* BEGIN Source *

December  16, 2004 - 10:05 am UTC 
 
 
not without the tkprofs I asked for, no. 
 
 
 
A reader, December  16, 2004 - 11:19 am UTC
 
 
Tom. 
I used: 
dbms_stats.gather_table_stats( user, 'table_name', cascade=>true );
and it fixed the problem. Why is that? Can you elaborate it a little more? 
I found that Analyze method from your site. But it seems it doesnÂ’t work well for 9.2!
Thank you again,
- Arash
 
 
December  16, 2004 - 11:46 am UTC 
 
 
you gathered table and index stats but no column stats -- that gathers table, column and index stats.
analyze table t compute statistics;
would do roughly the same thing, but dbms_stats is more proper. 
 
 
 
IN or EXISTS - back on topic !
DaPi, December  16, 2004 - 3:23 pm UTC
 
 
Hi Tom, 
Many thanks for the site.  I much appreciate your scientific/analytic approach.
This thread keeps popping to the top even after 4 years.  All you say is correct, but there is a problem:  I believe the question is not the right one to ask.
Real-life:  
I have something to code.  I do so to the best of my ability, keeping in mind clarity & maintainability.  I test to make sure I have the right result and, if the performance is appropriate, I give thanks and go on to the next task.  If it's slow (for the purpose), I quickly try some tricks I have up my sleeve and, if still slow, begin an analysis of what is going "wrong".  I can't afford the time to analyse - not ANALYZE :) - every query.
I think the right question to ask is:
Q:  I can code my query with IN or with EXISTS; which should I try first?
In 5 years of Rdb and 5 years of Oracle, I developed the habit of coding EXISTS.  In those 5 Oracle years I have recoded EXISTS as IN only twice (I'm pretty sure of this because it's been so rare).  A colleague with the IN habit, would give me a slow query to tune every week or two; I'd just recode the IN as EXISTS.
OK, I have no statistics, but in my real-life experience the answer is:  
A:  Try EXISTS first.  You may have to recode, but not very often.
Waiting to be blasted - DaPi
 
 
December  16, 2004 - 3:51 pm UTC 
 
 
A: use the cbo and it'll try out both.
No blasting, I use exists so infrequently and in almost all of the time myself. 
 
 
 
IN & EXISTS - CBO tries both?
DaPi, December  16, 2004 - 4:04 pm UTC
 
 
You said: "A: use the cbo and it'll try out both."
I've been running CBO (7.3.4 then 8.0.6 then 8.1.7) with up-to-date stats all those 5 years - it must miss a trick from time to time, because recoding HAS made a difference in some cases.
I'd agree that in many cases there is NO performance difference between IN and EXISTS (when the CBO gets it right?).  But if there is going to be a difference, I'd put my money on EXISTS.

* END Source *
* BEGIN Listing *

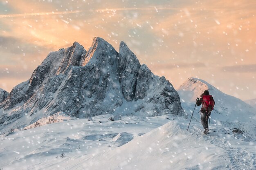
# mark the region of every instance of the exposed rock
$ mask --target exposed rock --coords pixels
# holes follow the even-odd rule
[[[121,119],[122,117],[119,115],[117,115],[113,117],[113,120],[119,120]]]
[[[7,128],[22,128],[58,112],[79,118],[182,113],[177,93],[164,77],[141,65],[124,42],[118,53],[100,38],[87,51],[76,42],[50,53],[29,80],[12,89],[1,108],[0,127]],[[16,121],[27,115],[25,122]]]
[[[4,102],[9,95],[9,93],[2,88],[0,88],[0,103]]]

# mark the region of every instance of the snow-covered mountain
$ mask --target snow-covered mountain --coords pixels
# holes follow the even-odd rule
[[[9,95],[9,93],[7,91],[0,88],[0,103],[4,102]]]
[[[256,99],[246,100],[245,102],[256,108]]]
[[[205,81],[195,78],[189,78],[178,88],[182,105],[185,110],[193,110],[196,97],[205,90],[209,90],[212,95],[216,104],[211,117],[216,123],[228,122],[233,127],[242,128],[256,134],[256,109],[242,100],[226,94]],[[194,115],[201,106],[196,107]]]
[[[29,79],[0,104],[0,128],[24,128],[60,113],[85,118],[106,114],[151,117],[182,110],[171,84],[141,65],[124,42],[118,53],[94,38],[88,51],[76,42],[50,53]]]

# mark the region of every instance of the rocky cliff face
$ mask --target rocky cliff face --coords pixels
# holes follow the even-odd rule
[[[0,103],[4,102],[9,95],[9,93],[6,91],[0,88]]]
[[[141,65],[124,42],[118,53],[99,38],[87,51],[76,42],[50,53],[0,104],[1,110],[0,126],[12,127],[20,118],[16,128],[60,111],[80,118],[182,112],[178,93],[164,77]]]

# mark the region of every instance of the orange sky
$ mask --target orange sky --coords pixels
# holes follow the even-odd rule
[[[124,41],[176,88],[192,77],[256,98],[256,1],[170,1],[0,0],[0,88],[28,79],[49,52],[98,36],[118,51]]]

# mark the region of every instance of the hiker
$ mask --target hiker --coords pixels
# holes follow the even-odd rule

* END Listing *
* BEGIN Listing *

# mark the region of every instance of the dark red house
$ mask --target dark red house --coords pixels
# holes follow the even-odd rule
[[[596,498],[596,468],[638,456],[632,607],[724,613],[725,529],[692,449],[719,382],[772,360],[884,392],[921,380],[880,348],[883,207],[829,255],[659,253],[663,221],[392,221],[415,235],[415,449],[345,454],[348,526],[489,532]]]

* END Listing *

Tasks and exercises ::
1. Which CBO versions does DaPi say were run with up-to-date stats during those 5 years, according to the Oracle forum thread?
2. Print the part of the Oracle forum thread that opens with the words containing "A reader, December" and closes with "a little more?".
3. Proceed with the Oracle forum thread on IN and EXISTS, picking up after its last sentence.

Responses in order ::
1. Versions 7.3.4, then 8.0.6, then 8.1.7.

2.
A reader, December  16, 2004 - 11:19 am UTC
 
 
Tom. 
I used: 
dbms_stats.gather_table_stats( user, 'table_name', cascade=>true );
and it fixed the problem. Why is that? Can you elaborate it a little more?

3.
Thanks - DaPi 
 
December  16, 2004 - 5:10 pm UTC 
 
 
select * 
  from big_table
 where exists ( select null from small_table where small_table.x = big_table.x)
vs
select * from big_table
where x in ( select x from small_table )
give me the IN any time (in rbo days) 
 
 
 
IN vs EXISTS
DaPi, December  17, 2004 - 3:17 am UTC
 
 
OK - I'll buy that (confirmed by experiment under CBO).
I guess it's that my real-life experience tends not to deal with small tables . . . . and with big tables it hurts even more when you guess wrong! 
 
December  17, 2004 - 7:58 am UTC 
 
 
doesn't even have to be small tables, big tables that return smallish results
select * from big_table
where x in ( select x from really_huge_table where <some predicate>)
if some predicate returned just 100 rows from really huge table, IN would have been preferred :) 
 
 
 
Logan, December  26, 2004 - 2:21 am UTC
 
 
   for x in ( select * from t1 )
   loop
      if ( exists ( select null from t2 where y = x.x )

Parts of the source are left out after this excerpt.